> [Selected extract]
------------------------

Peter's Arts on Chicago Projects: The Mobile Sign Shop and PPPP/TTTT
Peter Haakon Thompson is an artist based in Minneapolis, MN, whose primary mediums are participation, interaction and conversation. He believes in expanding the idea of what art can be through the blurring of art and life. Some of his works include: The A Project, an effort to create solidarity among artists in their neighborhoods with the use of window signs with a large red ‘A’ indicating a household of artists/artist supporters. In 2004, he co-founded a participatory, temporary community called The Art Shanty Projects, existing every winter for five weeks on frozen Medicine Lake in suburban Minneapolis. Teach Me Your Language, is a work designed to ask passers-by to teach the artist their language with the aid of a chalkboard-sidewalk sign. Tent Services, a free service providing Expeditionary Conversation Tents for use outside the museum, showed at the Weisman Art Museum in Minneapolis, June to October 2010. In Summer of 2012 he created the Phillips West Sign Shop, a pop-up mobile sign making shop to engage neighbors in making, conversing and connecting. Thompson will continue the Mobile Sign Shop with Arts on Chicago in 2013. He is also part of an artist team commissioned to create a musical, participatory ping pong table for Union Depot in St Paul. He earned a BFA from the California College of Arts and Crafts and completed his MFA from the University of Minnesota in 2010.

------------------------

> [Problem requirements] Resume the profile of artist Peter Haakon Thompson and his Arts on Chicago projects after its last sentence.

------------------------

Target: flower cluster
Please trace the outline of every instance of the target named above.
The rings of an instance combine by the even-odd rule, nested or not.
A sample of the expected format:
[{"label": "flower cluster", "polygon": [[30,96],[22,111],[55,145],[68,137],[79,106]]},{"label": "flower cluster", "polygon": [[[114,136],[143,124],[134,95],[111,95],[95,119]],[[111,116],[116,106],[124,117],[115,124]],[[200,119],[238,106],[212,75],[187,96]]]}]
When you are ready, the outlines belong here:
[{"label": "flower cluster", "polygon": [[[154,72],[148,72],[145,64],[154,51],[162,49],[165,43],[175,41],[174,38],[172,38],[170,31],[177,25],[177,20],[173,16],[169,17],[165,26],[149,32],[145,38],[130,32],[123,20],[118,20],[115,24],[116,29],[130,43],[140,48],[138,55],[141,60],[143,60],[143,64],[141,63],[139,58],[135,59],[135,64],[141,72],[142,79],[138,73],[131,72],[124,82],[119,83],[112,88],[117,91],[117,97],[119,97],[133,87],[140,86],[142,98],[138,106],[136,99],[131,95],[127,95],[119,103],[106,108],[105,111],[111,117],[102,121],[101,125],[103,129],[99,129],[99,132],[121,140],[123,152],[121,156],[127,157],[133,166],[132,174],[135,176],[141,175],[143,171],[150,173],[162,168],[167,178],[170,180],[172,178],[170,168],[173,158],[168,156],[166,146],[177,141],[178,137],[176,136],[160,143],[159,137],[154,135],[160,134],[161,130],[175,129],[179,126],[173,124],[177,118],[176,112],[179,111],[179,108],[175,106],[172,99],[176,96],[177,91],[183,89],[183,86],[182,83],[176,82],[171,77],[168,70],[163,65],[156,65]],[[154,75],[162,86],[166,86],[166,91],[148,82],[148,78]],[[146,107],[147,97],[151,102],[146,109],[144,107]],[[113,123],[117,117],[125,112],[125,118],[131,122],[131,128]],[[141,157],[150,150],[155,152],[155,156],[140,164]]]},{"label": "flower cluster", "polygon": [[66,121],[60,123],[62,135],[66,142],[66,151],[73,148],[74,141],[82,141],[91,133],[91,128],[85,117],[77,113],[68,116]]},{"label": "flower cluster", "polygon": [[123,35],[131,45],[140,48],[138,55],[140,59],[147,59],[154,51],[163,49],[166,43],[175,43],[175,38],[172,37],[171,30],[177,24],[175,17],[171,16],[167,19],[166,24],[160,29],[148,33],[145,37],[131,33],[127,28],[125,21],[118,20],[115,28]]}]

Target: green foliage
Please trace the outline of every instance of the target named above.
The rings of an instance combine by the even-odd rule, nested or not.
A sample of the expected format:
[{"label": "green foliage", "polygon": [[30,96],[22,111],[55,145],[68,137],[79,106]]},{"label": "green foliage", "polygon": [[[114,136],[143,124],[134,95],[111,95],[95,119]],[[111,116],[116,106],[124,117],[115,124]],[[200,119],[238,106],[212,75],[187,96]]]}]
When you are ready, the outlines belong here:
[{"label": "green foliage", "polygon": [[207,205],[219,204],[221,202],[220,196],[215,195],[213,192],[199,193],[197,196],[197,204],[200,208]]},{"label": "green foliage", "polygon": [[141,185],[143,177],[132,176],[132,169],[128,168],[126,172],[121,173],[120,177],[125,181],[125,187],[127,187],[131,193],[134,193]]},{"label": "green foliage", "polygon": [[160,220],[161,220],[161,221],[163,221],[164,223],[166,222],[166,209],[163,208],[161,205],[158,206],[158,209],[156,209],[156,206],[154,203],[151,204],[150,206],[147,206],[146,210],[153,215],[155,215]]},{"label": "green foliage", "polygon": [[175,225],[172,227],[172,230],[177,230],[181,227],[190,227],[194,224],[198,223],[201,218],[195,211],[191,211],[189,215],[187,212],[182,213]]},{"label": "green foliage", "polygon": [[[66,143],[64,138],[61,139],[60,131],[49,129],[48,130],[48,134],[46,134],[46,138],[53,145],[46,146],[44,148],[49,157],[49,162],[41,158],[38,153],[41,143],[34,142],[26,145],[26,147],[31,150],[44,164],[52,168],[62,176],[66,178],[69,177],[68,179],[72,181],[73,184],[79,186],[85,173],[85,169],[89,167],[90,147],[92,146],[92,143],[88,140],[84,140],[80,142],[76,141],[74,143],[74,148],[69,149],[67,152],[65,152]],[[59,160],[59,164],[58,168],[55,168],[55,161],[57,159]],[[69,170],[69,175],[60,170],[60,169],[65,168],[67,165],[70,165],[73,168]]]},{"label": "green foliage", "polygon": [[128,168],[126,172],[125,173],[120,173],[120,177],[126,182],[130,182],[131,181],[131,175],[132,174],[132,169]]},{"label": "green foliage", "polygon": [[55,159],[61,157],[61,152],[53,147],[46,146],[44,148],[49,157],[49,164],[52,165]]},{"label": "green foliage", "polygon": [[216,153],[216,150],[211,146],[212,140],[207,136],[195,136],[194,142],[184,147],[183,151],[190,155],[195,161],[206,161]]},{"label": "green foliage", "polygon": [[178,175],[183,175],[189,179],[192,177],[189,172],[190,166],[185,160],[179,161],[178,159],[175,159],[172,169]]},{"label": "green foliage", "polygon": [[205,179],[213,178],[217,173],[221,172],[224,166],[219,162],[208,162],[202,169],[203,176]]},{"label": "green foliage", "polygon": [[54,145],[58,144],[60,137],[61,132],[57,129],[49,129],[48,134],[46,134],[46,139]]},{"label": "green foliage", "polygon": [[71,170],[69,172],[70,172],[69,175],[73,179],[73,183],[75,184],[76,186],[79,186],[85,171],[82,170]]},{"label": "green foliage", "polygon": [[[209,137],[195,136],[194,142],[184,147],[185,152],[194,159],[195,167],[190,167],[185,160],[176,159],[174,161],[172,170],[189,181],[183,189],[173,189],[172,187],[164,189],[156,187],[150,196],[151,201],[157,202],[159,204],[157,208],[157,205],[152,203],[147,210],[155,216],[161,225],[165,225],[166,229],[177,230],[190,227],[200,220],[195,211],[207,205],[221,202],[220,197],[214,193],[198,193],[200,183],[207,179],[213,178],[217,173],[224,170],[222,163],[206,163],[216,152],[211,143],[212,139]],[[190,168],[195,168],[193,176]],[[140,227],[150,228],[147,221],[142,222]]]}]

------------------------

> [Task output]
He is a past recipient of a Jerome Emerging Artist Fellowship, McKnight Foundation Fellowship for Photographers, MSAB Artist Initiative Grant, Neighborhood Partnership Initiative from the Center for Urban and Regional Affairs, Forecast Public Projects grant, artist-in-residence at Lademoen Kunstnerverksteder in Trondheim, Norway and with the Walker Art Center’s Teen Arts Council. In his spare time Thompson ties knots, sails and plays table tennis.
I consider my mediums to be participation, interaction, and conversation. I use my art as a method and means for pursuing my curiosity about the world and interest in people. I am inspired by Allan Kaprow’s idea of a “lifelike art” over an “artlike art”. Some consistent themes to what I explore: language, overlooked places, creating place, conversations with people I don’t normally get to talk to and the expansion of what art can be. I believe that art can provide a service and can function as a possible guide for how to live in the world.
The materials I use are simply those that seem most suited to the question or problem that I wish to explore. I make objects (signs, tents, sleds, shanties) that serve as tools or prompts to facilitate interaction and dialogue. It is the actual use of these objects that becomes the art. These tools primarily function in unexpected places and locations.